TAREFA PROPOSTA 1 -
Responda com base no texto sobre o financiamento de campanhas:
(a) Que percentual dos recursos era dividido igualmente entre os dois partidos?
(b) Em que ano terminou o bipartidarismo?
(c) Em que ano ocorreu o processo de impeachment do presidente Collor?

A distribuição era feita de uma forma que favorecia francamente o partido do governo, a Arena, enquanto a legenda não despencou ladeira abaixo, junto com o "milagre econômico" e a popularidade dos governos militares: 80% dos recursos eram distribuídos proporcionalmente ao número de cadeiras na Câmara dos Deputados e apenas 20% divididos igualmente entre os dois partidos.

A lei foi mantida após o fim do bipartidarismo, em 1979. E foram essas as regras que comandaram as primeiras eleições presidenciais diretas do período democrático, em 1989. Sem a possibilidade de financiamento privado legal, apeado num partido de ocasião, o PRN, e portanto sem grande participação no fundo público, e disposto a vencer com a ajuda das novíssimas técnicas de marketing político, o então governador de Alagoas, Fernando Collor de Mello, usou outros instrumentos. Dois anos depois, a CPI do PC Farias, o nome do tesoureiro de sua campanha e intermediário das conversas entre primeiro o candidato, depois o poder público, e os financiadores de campanha, chegaria à conclusão de que havia sido inaugurado, junto com o voto secreto e direto para presidente, o caixa dois de campanha.

A conclusão, após o processo de impeachment do presidente Collor, em 1992, era a de que a impossibilidade de financiamento privado de campanha acabou por estimular o financiamento eleitoral por debaixo dos panos.

TRECHOS DOS REGISTROS -
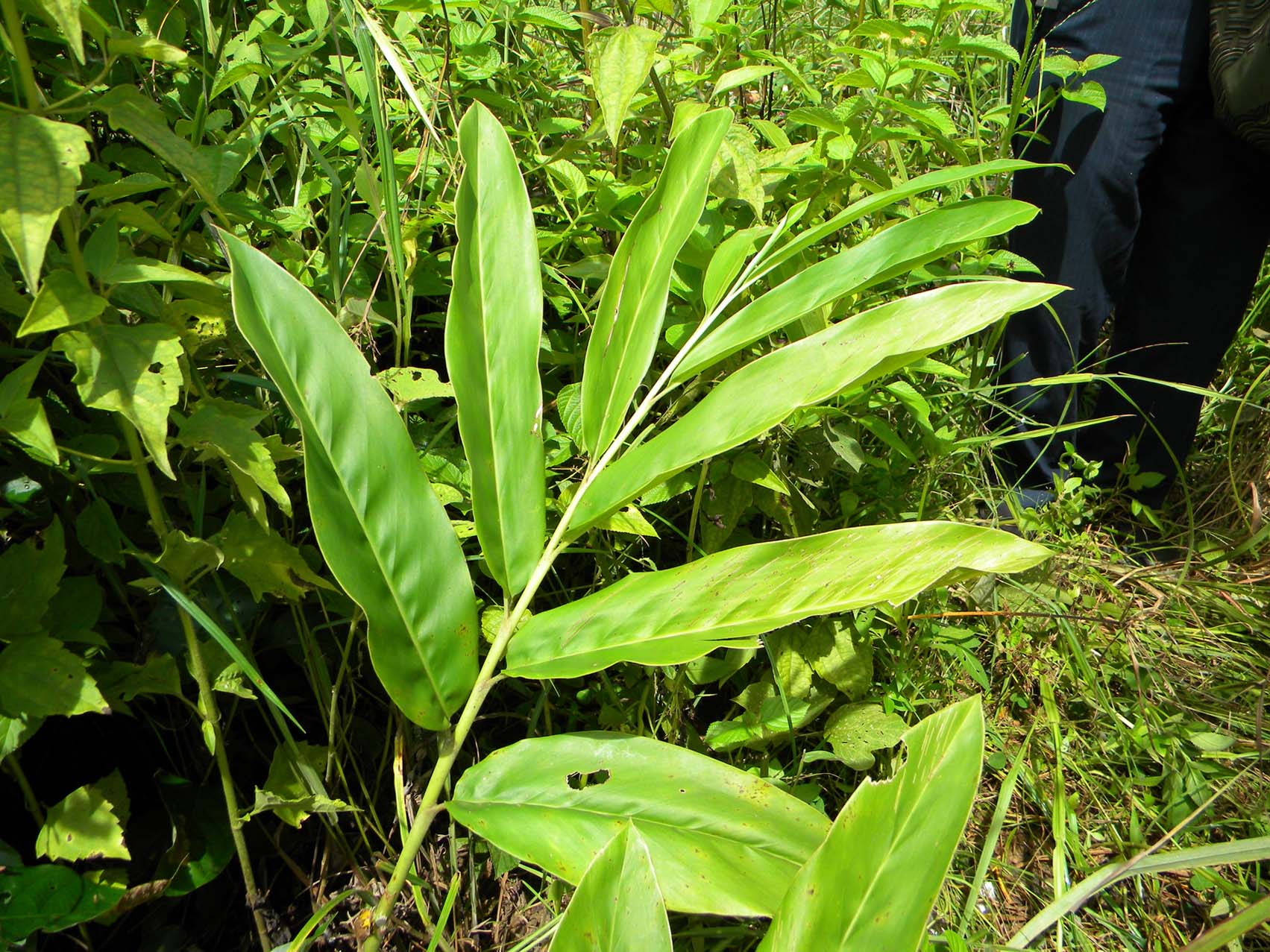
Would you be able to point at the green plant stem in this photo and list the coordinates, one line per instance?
(487, 678)
(207, 707)
(25, 72)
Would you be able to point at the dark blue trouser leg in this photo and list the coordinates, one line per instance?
(1163, 222)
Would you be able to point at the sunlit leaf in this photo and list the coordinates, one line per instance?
(619, 59)
(722, 841)
(726, 599)
(632, 303)
(617, 905)
(40, 678)
(383, 531)
(491, 350)
(874, 881)
(43, 162)
(87, 824)
(804, 373)
(892, 251)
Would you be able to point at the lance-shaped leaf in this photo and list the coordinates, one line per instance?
(876, 880)
(632, 303)
(879, 258)
(491, 350)
(722, 841)
(619, 59)
(726, 599)
(617, 907)
(804, 373)
(383, 531)
(43, 163)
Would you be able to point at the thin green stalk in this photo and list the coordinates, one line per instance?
(207, 707)
(18, 41)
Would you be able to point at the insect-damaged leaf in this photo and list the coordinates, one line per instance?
(722, 841)
(383, 531)
(491, 350)
(679, 614)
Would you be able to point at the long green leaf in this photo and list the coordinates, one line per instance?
(383, 531)
(726, 599)
(632, 303)
(491, 350)
(766, 391)
(722, 841)
(892, 251)
(930, 182)
(876, 880)
(617, 907)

TAREFA PROPOSTA 2 -
Reescreva todas as linhas dos registros trocando "in this photo" por "in this image" e mantendo o resto inalterado. Não inclua as imagens na resposta.

RESPOSTA CORRETA 1 -
(a) 20%
(b) 1979
(c) 1992

RESPOSTA CORRETA 2 -
Would you be able to point at the green plant stem in this image and list the coordinates, one line per instance?
(487, 678)
(207, 707)
(25, 72)
Would you be able to point at the dark blue trouser leg in this image and list the coordinates, one line per instance?
(1163, 222)
Would you be able to point at the sunlit leaf in this image and list the coordinates, one line per instance?
(619, 59)
(722, 841)
(726, 599)
(632, 303)
(617, 905)
(40, 678)
(383, 531)
(491, 350)
(874, 881)
(43, 162)
(87, 824)
(804, 373)
(892, 251)
Would you be able to point at the lance-shaped leaf in this image and list the coordinates, one line per instance?
(876, 880)
(632, 303)
(879, 258)
(491, 350)
(722, 841)
(619, 59)
(726, 599)
(617, 907)
(804, 373)
(383, 531)
(43, 163)
Would you be able to point at the thin green stalk in this image and list the coordinates, one line per instance?
(207, 707)
(18, 41)
Would you be able to point at the insect-damaged leaf in this image and list the coordinates, one line per instance?
(722, 841)
(383, 531)
(491, 350)
(679, 614)
Would you be able to point at the long green leaf in this image and list the coordinates, one line per instance?
(383, 531)
(726, 599)
(632, 303)
(491, 350)
(766, 391)
(722, 841)
(892, 251)
(930, 182)
(876, 880)
(617, 907)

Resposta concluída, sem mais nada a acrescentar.